WORK TO COMPLETE >>
• a. Output the Pescador versus Tarpon thread word for word, everything from "## mxracer19 (Apr" down to "an anchor trolley.".
• b. Answer these questions from the Pescador versus Tarpon thread:
(i) What model and year is the kayak that sureicanfish owns?
(ii) How much did mxracer19 pay for the Pompano 120?
(iii) What does the Pompano 120 lack that the Pescador sport has?

-- DOCUMENT SEGMENT start --

# Pescador 12 versus Tarpon 12



## clw (Mar 6, 2011)

I understand that the hull of the pescador 12 is made from the the 2008 Tarpon mold. What's the difference between a 2012 pescador and a 2012 Tarpon. The hatches look nicer on the tarpon. The tarpon has a track system. Is one built better than the other- thicker plastic,ect? Do they row the same?


----------



## sureicanfish (Sep 30, 2007)

Little things like the hatches and I know the pescador doesn't have a bag under the cockpit hatch like the tarpons do. I may be mistaken but the pescador foot braces seem a little more flexi than the tarpons also.


----------



## Robin (Mar 22, 2011)

The Tarpon has COMFORTABLE seat....................


----------



## sureicanfish (Sep 30, 2007)

oh yeah, forgot about that. my wife has a pescador and mine is a tarpon 140 (2008), seats are both CSS but mine has an adjustable back, which does really help.


----------



## mxracer19 (Apr 29, 2012)

Also akin to the pre-'08 Tarpons and identical to the Pescador sport are the West Marine Pompano 120's. They're the same as the Pescador sport but they lack a seat. I picked up my Pomp 120 for $350 on a sale and ordered one of the nice seats from ACK.com for $140....I've got me one sweet float for sub-$500 and she even came with an anchor trolley.


----------



## clw (Mar 6, 2011)

-- DOCUMENT SEGMENT end --
-- PROVIDED MATERIAL start --

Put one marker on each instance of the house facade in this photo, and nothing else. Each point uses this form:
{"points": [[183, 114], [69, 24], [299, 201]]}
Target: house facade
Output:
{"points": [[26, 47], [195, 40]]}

-- PROVIDED MATERIAL end --
-- PROVIDED MATERIAL start --

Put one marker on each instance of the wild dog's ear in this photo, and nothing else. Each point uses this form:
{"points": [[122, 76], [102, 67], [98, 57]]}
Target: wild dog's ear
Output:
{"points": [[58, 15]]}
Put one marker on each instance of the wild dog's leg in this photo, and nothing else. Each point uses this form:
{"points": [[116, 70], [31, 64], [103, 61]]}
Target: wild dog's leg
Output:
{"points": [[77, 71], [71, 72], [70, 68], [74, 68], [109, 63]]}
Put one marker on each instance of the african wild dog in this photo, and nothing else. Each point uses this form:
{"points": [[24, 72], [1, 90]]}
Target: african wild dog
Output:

-- PROVIDED MATERIAL end --

SOLUTIONS IN ORDER >>
• a.
## mxracer19 (Apr 29, 2012)

Also akin to the pre-'08 Tarpons and identical to the Pescador sport are the West Marine Pompano 120's. They're the same as the Pescador sport but they lack a seat. I picked up my Pomp 120 for $350 on a sale and ordered one of the nice seats from ACK.com for $140....I've got me one sweet float for sub-$500 and she even came with an anchor trolley.

• b.
(i) A Tarpon 140 (2008).
(ii) $350, on a sale.
(iii) A seat.